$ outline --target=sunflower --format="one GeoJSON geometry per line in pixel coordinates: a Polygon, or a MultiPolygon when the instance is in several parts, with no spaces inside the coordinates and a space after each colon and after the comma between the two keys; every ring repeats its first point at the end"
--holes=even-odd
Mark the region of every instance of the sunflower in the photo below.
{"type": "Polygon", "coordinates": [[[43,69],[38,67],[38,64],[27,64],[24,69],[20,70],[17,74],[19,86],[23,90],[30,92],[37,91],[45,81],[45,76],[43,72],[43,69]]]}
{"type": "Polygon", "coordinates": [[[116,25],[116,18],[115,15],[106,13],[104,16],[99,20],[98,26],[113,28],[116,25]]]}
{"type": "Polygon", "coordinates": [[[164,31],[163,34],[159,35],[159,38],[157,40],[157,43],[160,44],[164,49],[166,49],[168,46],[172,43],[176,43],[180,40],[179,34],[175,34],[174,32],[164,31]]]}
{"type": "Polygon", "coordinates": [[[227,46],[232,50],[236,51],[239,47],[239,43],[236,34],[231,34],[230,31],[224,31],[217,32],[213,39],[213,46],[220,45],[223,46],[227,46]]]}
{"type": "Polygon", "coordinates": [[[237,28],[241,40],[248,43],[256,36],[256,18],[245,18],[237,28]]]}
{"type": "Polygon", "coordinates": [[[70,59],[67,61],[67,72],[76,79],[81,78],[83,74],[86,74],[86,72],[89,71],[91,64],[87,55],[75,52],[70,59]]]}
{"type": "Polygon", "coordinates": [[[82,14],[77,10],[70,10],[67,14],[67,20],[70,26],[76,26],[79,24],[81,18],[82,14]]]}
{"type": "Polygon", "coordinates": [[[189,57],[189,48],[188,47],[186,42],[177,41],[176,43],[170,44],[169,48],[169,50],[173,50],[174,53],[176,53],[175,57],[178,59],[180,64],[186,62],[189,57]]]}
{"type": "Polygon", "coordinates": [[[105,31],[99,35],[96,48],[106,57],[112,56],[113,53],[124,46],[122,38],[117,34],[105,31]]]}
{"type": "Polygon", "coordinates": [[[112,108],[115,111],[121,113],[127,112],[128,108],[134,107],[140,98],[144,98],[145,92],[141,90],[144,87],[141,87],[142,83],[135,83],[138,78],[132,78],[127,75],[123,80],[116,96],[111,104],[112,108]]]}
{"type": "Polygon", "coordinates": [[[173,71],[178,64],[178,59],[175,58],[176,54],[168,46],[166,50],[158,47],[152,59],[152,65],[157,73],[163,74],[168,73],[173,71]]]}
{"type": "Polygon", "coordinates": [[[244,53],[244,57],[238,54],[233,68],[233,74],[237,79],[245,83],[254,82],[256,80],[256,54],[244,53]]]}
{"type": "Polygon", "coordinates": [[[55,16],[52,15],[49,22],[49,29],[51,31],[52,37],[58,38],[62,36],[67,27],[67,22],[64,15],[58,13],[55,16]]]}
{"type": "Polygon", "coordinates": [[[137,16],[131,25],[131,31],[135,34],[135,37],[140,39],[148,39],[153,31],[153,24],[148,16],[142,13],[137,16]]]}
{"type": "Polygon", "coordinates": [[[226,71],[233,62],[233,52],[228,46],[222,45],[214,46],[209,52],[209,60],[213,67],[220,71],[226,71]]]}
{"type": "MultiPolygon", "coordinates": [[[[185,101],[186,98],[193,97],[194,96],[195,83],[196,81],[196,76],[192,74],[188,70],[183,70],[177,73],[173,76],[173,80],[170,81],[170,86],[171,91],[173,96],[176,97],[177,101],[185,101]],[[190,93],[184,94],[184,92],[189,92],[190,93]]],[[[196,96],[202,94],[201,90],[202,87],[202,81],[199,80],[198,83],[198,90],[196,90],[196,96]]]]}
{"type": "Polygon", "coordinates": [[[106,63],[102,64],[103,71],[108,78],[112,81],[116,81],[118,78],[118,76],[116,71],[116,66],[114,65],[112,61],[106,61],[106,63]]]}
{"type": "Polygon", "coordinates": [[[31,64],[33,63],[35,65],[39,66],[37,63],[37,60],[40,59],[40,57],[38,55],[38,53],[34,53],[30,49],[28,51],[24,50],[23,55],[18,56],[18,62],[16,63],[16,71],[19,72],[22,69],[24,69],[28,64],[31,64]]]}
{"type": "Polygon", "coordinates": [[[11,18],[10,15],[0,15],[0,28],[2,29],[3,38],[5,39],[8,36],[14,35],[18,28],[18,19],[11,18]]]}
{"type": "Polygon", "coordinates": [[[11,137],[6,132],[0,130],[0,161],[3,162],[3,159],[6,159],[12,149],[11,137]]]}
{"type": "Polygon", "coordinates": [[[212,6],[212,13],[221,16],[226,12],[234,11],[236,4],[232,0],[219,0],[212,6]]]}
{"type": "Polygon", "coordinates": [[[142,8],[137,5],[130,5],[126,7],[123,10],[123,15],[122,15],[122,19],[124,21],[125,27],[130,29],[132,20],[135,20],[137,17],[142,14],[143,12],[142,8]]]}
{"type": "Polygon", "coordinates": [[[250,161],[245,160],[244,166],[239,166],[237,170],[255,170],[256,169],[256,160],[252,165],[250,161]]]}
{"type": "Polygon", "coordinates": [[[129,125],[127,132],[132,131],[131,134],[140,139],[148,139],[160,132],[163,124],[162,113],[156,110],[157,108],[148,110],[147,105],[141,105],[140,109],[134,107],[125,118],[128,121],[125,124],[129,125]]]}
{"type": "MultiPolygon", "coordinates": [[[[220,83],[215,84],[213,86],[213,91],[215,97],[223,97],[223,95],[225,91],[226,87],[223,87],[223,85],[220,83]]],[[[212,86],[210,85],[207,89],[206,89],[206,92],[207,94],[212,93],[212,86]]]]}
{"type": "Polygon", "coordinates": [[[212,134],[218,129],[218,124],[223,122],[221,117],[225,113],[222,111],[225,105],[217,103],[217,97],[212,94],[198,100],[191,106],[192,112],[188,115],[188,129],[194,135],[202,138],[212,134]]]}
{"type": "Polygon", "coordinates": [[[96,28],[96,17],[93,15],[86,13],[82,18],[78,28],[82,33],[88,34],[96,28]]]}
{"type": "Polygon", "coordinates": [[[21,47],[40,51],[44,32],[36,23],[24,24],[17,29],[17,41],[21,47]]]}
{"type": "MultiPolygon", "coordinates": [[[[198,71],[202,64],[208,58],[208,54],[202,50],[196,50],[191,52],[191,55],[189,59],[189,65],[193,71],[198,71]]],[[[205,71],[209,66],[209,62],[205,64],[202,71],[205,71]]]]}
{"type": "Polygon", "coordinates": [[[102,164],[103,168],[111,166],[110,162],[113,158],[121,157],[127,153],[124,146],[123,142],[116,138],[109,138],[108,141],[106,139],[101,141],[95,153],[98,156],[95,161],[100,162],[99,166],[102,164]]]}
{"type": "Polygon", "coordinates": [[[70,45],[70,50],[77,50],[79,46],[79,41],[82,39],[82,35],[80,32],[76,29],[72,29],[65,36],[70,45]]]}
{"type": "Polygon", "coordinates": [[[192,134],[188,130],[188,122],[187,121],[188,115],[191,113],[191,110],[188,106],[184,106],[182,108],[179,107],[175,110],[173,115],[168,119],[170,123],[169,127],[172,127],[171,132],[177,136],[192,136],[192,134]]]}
........
* **WHAT YOU SHOULD DO**: Can you arrange every line of the material above as a numbered list, leaving out any blank lines?

* **FULL OUTPUT**:
1. $ outline --target=sunflower --format="one GeoJSON geometry per line in pixel coordinates: a Polygon, or a MultiPolygon when the instance is in several parts, with no spaces inside the coordinates and a space after each colon and after the comma between the two keys; every ring repeats its first point at the end"
2. --holes=even-odd
3. Mark the region of every instance of the sunflower in the photo below.
4. {"type": "Polygon", "coordinates": [[[43,69],[38,67],[38,64],[27,64],[24,69],[20,70],[17,74],[19,86],[23,90],[30,92],[37,91],[45,81],[45,76],[43,72],[43,69]]]}
5. {"type": "Polygon", "coordinates": [[[116,25],[116,18],[115,15],[106,13],[104,16],[99,20],[98,26],[113,28],[116,25]]]}
6. {"type": "Polygon", "coordinates": [[[164,31],[163,34],[159,35],[159,38],[157,40],[157,43],[160,44],[164,49],[166,49],[168,46],[172,43],[176,43],[180,40],[179,34],[175,34],[174,32],[164,31]]]}
7. {"type": "Polygon", "coordinates": [[[227,46],[232,50],[236,51],[239,47],[239,43],[236,34],[231,34],[230,31],[224,31],[217,32],[213,39],[213,46],[220,45],[223,46],[227,46]]]}
8. {"type": "Polygon", "coordinates": [[[237,28],[241,40],[248,43],[256,36],[256,18],[245,18],[237,28]]]}
9. {"type": "Polygon", "coordinates": [[[70,59],[67,61],[67,72],[76,79],[81,78],[83,74],[86,74],[86,72],[89,71],[91,64],[87,55],[75,52],[70,59]]]}
10. {"type": "Polygon", "coordinates": [[[82,14],[77,10],[70,10],[67,14],[67,20],[70,26],[76,26],[79,24],[81,18],[82,14]]]}
11. {"type": "Polygon", "coordinates": [[[189,57],[189,48],[188,47],[186,42],[177,41],[176,43],[170,44],[169,48],[169,50],[173,50],[174,53],[176,53],[175,57],[178,59],[180,64],[186,62],[189,57]]]}
12. {"type": "Polygon", "coordinates": [[[105,31],[99,35],[96,48],[106,57],[112,56],[113,53],[124,46],[122,38],[117,34],[105,31]]]}
13. {"type": "Polygon", "coordinates": [[[112,108],[115,111],[121,113],[127,112],[128,108],[134,107],[140,98],[144,98],[145,92],[141,90],[144,87],[141,87],[142,83],[135,83],[138,78],[132,78],[127,75],[123,80],[116,96],[111,104],[112,108]]]}
14. {"type": "Polygon", "coordinates": [[[173,71],[178,64],[178,59],[175,58],[176,54],[168,46],[166,50],[158,47],[152,59],[152,65],[157,73],[163,74],[168,73],[173,71]]]}
15. {"type": "Polygon", "coordinates": [[[244,53],[244,57],[238,54],[233,68],[233,74],[237,79],[245,83],[254,82],[256,80],[256,54],[244,53]]]}
16. {"type": "Polygon", "coordinates": [[[55,16],[52,15],[49,22],[49,29],[51,31],[52,37],[58,38],[62,36],[67,27],[67,22],[64,15],[58,13],[55,16]]]}
17. {"type": "Polygon", "coordinates": [[[137,16],[131,25],[131,31],[135,34],[135,37],[140,39],[148,39],[153,31],[153,24],[148,16],[142,13],[137,16]]]}
18. {"type": "Polygon", "coordinates": [[[226,71],[233,62],[233,52],[228,46],[222,45],[214,46],[209,52],[209,60],[213,67],[220,71],[226,71]]]}
19. {"type": "MultiPolygon", "coordinates": [[[[185,101],[186,98],[193,97],[194,96],[195,83],[196,81],[196,76],[192,74],[188,70],[183,70],[177,73],[173,76],[173,80],[170,81],[170,86],[171,91],[173,96],[176,97],[177,101],[185,101]],[[190,93],[184,94],[184,92],[189,92],[190,93]]],[[[196,96],[202,94],[201,90],[202,87],[202,81],[199,80],[198,83],[198,90],[196,90],[196,96]]]]}
20. {"type": "Polygon", "coordinates": [[[106,63],[102,64],[103,71],[108,78],[112,81],[116,81],[118,78],[118,76],[116,71],[116,66],[114,65],[112,61],[106,61],[106,63]]]}
21. {"type": "Polygon", "coordinates": [[[31,64],[33,63],[35,65],[39,66],[37,63],[37,60],[40,59],[40,57],[38,55],[38,53],[34,53],[30,49],[28,51],[24,50],[23,55],[18,56],[18,62],[16,63],[16,71],[19,72],[22,69],[24,69],[28,64],[31,64]]]}
22. {"type": "Polygon", "coordinates": [[[11,18],[10,15],[0,15],[0,28],[2,29],[3,38],[5,39],[8,36],[14,35],[18,28],[18,19],[11,18]]]}
23. {"type": "Polygon", "coordinates": [[[11,137],[6,132],[0,130],[0,161],[3,162],[3,159],[6,159],[12,149],[11,137]]]}
24. {"type": "Polygon", "coordinates": [[[212,6],[212,13],[221,16],[226,12],[234,11],[236,4],[232,0],[219,0],[212,6]]]}
25. {"type": "Polygon", "coordinates": [[[142,8],[137,5],[130,5],[126,7],[123,10],[123,15],[122,15],[122,19],[124,21],[125,27],[130,29],[132,20],[135,20],[137,17],[142,14],[143,12],[142,8]]]}
26. {"type": "Polygon", "coordinates": [[[250,161],[245,160],[244,166],[239,166],[237,170],[255,170],[256,169],[256,160],[252,165],[250,161]]]}
27. {"type": "Polygon", "coordinates": [[[129,125],[127,132],[132,131],[131,134],[140,139],[148,139],[160,132],[163,124],[162,113],[156,110],[157,108],[148,110],[147,105],[141,105],[140,109],[134,107],[125,118],[128,121],[125,124],[129,125]]]}
28. {"type": "MultiPolygon", "coordinates": [[[[220,83],[215,84],[213,86],[213,91],[215,97],[223,97],[223,95],[225,91],[226,87],[223,87],[223,85],[220,83]]],[[[212,86],[210,85],[207,89],[206,89],[206,92],[207,94],[212,93],[212,86]]]]}
29. {"type": "Polygon", "coordinates": [[[212,134],[218,129],[218,124],[223,122],[221,117],[225,113],[222,111],[225,105],[217,103],[217,97],[212,94],[198,100],[191,106],[192,112],[188,115],[188,129],[194,135],[202,138],[212,134]]]}
30. {"type": "Polygon", "coordinates": [[[96,28],[96,17],[93,15],[86,13],[82,18],[78,28],[82,33],[88,34],[96,28]]]}
31. {"type": "Polygon", "coordinates": [[[21,47],[40,51],[44,32],[36,23],[24,24],[17,29],[17,41],[21,47]]]}
32. {"type": "MultiPolygon", "coordinates": [[[[198,71],[202,64],[208,58],[208,54],[202,50],[196,50],[191,52],[191,55],[189,59],[189,65],[193,71],[198,71]]],[[[205,71],[209,66],[209,62],[205,64],[202,71],[205,71]]]]}
33. {"type": "Polygon", "coordinates": [[[102,164],[103,168],[111,166],[110,162],[113,158],[121,157],[127,153],[124,146],[123,142],[116,138],[109,138],[108,141],[106,139],[101,141],[95,153],[98,156],[95,161],[100,162],[99,166],[102,164]]]}
34. {"type": "Polygon", "coordinates": [[[70,45],[70,50],[77,50],[79,46],[79,41],[82,39],[82,35],[80,32],[76,29],[72,29],[65,36],[70,45]]]}
35. {"type": "Polygon", "coordinates": [[[192,134],[188,130],[188,122],[187,121],[188,115],[191,113],[191,110],[188,106],[184,106],[182,108],[179,107],[175,110],[173,115],[168,119],[170,123],[169,127],[172,127],[171,132],[177,136],[192,136],[192,134]]]}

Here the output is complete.